I see. Yes, it does have 1920x1200 actual dots.

nm
22nd January 2007, 21:46
At work I have a 1600x1200 LCD, which means the picture will get downsized to fit in the 1600px width (and that the whole purpose of HD is rendered useless in my case).
You could also play the video without resizing so that 160 pixels get cropped from left and right sides. Probably not the best option for the cinematic experience, but good enough for quality comparisons. At least when used that way, I wouldn't say the display renders HD useless.

Jay Bee
22nd January 2007, 23:30
Well, my views have not really changed:

- The noise in the film original creates a false impression of detail. The encodes mostly lose noise, not real detail. But they do lose some real detail.

- x264 is not ideal if you want to retain grain. I don't like grain, if I were encoding this stuff for myself I'd denoise and sharpen it. But some people like grain, and x264+DVD9 will not serve them so well.

- It would be interesting to see what VC-1 does with grain on this material. Ditto grain retention tools for h264.

- Absent grain, the DVD9 movie encodes are very good. You have to take still frames and do direct A/B to find fault. They're good enough for the vast majority of the market, but people who own ten thousand dollar projectors with thousand dollar lamps would get some advantage from bigger files.

- I would rather have DVD9 encodes than pay 500 pounds for a Blu-Ray drive. My DVD-RW drive cost less than the average Blu-Ray disc. If the drives come down to fifty pounds, maybe the quality gain is worth the money.

- Sports are different. High motion 720p/60 is a solid justification for big discs. But I don't buy any sports stuff.

In other words... it depends what you're after.

Yeah, good summary. It really depends on which factors you take into account. When comparing the price difference between DVD and DVD-HD/BR hardware then of course the above seen differences in quality aren't worth it. We'll just have to wait and see how long it takes for prices to drop.

Sharktooth
23rd January 2007, 05:11
The most important fact is probably a triple layer HD-DVD (51Gb) would be still cheaper than a dual layer Blu-Ray (50Gb) offering almost the same space...
However the quality difference (using modern standards) between actual Blu-Ray and HD-DVD at those bitrates is negligible.

==========

## Challenges
A - In the forum thread on HD encoding, shorten the paragraph beginning "You could also play the video without resizing" into a brief list that keeps its main points.
B - Resume the forum thread on HD encoding right after its final sentence, which ends "at those bitrates is negligible."
The records that follow are separate material, unrelated to the forum thread on HD encoding.

## Coordinate annotation records

==========

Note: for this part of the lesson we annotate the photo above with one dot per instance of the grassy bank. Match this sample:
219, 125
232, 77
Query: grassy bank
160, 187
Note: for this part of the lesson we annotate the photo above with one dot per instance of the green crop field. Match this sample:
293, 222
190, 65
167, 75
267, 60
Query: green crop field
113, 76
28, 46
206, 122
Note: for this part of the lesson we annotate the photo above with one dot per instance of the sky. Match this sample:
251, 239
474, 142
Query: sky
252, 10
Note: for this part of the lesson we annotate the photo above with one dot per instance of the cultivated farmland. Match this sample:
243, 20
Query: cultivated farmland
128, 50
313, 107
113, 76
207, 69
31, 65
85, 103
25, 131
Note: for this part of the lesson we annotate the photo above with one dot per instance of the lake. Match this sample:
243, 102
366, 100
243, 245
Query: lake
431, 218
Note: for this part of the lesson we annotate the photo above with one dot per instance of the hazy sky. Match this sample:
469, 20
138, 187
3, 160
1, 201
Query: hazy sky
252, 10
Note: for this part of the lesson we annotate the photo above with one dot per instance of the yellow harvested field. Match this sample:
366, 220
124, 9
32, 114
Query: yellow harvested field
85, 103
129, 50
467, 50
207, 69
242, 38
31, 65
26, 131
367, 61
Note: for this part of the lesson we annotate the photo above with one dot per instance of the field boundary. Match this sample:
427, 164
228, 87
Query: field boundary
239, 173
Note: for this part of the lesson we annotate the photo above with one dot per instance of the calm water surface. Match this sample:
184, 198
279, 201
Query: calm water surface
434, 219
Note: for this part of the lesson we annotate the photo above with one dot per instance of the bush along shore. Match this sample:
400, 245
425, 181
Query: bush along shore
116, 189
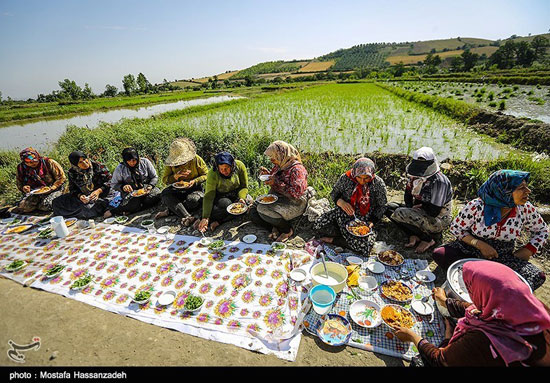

==========

## The answers
A -
- Play the video without resizing, cropping 160 pixels from the left and right sides.
- This isn't ideal for a cinematic experience but works well enough for quality comparisons.
- Used this way, the display doesn't make HD useless.

B -
Soulhunter
23rd January 2007, 13:22
Why? Hmm... Recording HDTV? Must be realtime [no 2pass, probably not so complex coding... So you need much higher bitrate to get artifact-free results]. Storing Data? Nice alternative to tapes which have a higher capacity but no direct data access like you have on a disc... And its much easier to make the ppl buy BluRay burners and blanks if its a format which is used anyway as it replaces the DVD, no? So corps can sell new stuff? Nah, for h.264 on DVD9s youd need a new player as well... To flood us with DRM shit? Nah, they could do the same with h.264 on DVD9s!

Ps: Imo -> You need much more space than a DVD9 offers to get transparent results for 2h of average compressible 1080p content... And if the runtime is longer and/or the content is very incompressible you probably need the reserves BluRay/HD-DVD offer... Tho the bitrate-limits of the video standards render this useless what I read, no!?


Bye

reepa
23rd January 2007, 19:57
Again the high bitrate encode has clearly the best detail although CompositeSVT-002.mkv is a lot better than the clip from the last comparision.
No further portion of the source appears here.